TEXT SECTION:
↓↓↓
I already answered at the beginning of the branch ...
If you do not understand, then you are - moron


----------



## Selivan

BasicHumanUnit said:


> Why did Selivan get banned?



Because the Moderator does not like it when I write in Russian ...
-----------------
Good...
1. I always write in English.
2. But, if there is a situation where it's impossible to say your idea in English, then I will use Russian ...
================================================== =
Look here:
The English language does not even know what "Russian"

In Russian there are 2 words:
*- Российский*
*- Русский*
They are translated into English as "Russian" (you can check)
But, this is completely wrong... and distorts the whole discussion, then a scandal arises ...

*- Российский *-  is a citizen of Russia. In Russia - more than 200 nationalities
*- Русский* -  is just one of 200 nationalities ...

====================================
Besides...
I told you about modern Russia.
If we talk about the USSR, the situation is even more confusing ...
You will be surprised, but foreigners (and Americans) call former citizens of the USSR:
- Lithuanian - is Russian
- Estonian is Russian
- Ukrainian - this is Russian
- a Tajik is a Russian
- and so on...


----------



## Selivan

bear513 said:


> What is so good about the food?



I like to devour ..
When I'm in a mood, I'll create a branch in the "about food" section.
I'll post there a lot of interesting things.
How the Russians cook and what we eat .. You will be surprised


----------



## Wyatt earp

Selivan said:


> bear513 said:
> 
> 
> 
> What is so good about the food?
> 
> 
> 
> 
> I like to devour ..
> When I'm in a mood, I'll create a branch in the "about food" section.
> I'll post there a lot of interesting things.
> How the Russians cook and what we eat .. You will be surprised
Click to expand...



You guys eat crap food my sister in law was a Russian, one time she almost got arrested for trying to hunt ducks at a local park in Chicago.


----------



## Selivan

I can write many similar stories about Americans ...
All of them will be "my very familiar people"


----------
↑↑↑
WHAT THIS EXERCISE ASKS:
a) According to the forum thread, how many nationalities are there in Russia?
b) Reproduce the passage of the forum thread that opens with the words containing "If we talk about" and closes with "and so on...".
The listing comes from a separate source unrelated to the forum thread.

RAW DATA:
↓↓↓
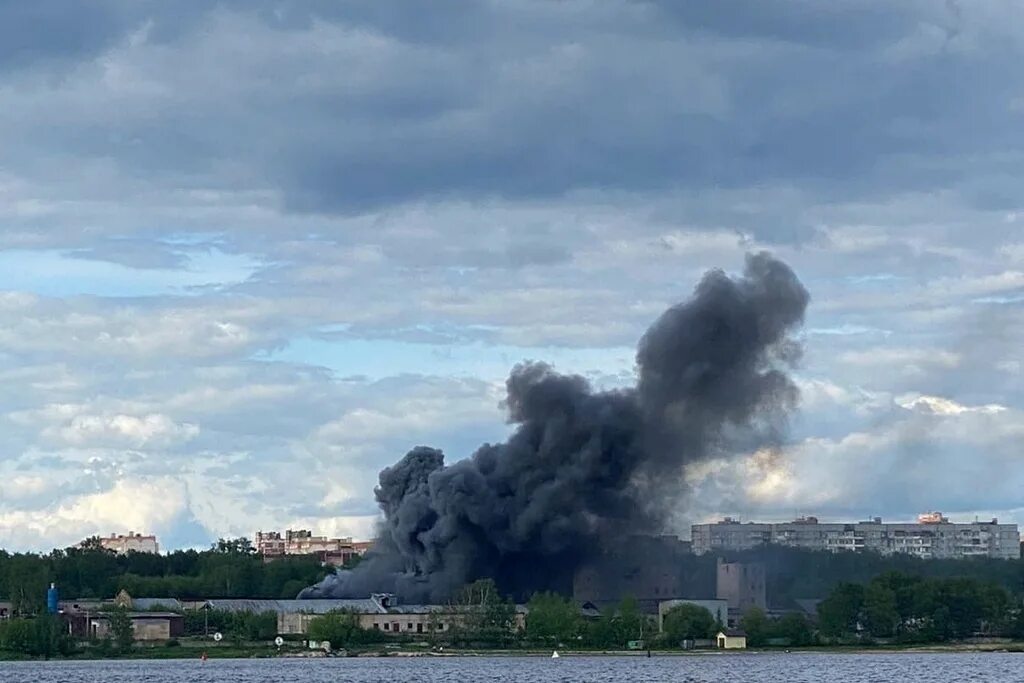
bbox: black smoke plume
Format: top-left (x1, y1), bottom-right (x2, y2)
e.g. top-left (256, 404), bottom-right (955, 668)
top-left (300, 253), bottom-right (809, 601)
↑↑↑
ANSWER LIST:
a) More than 200.

b)
If we talk about the USSR, the situation is even more confusing ...
You will be surprised, but foreigners (and Americans) call former citizens of the USSR:
- Lithuanian - is Russian
- Estonian is Russian
- Ukrainian - this is Russian
- a Tajik is a Russian
- and so on...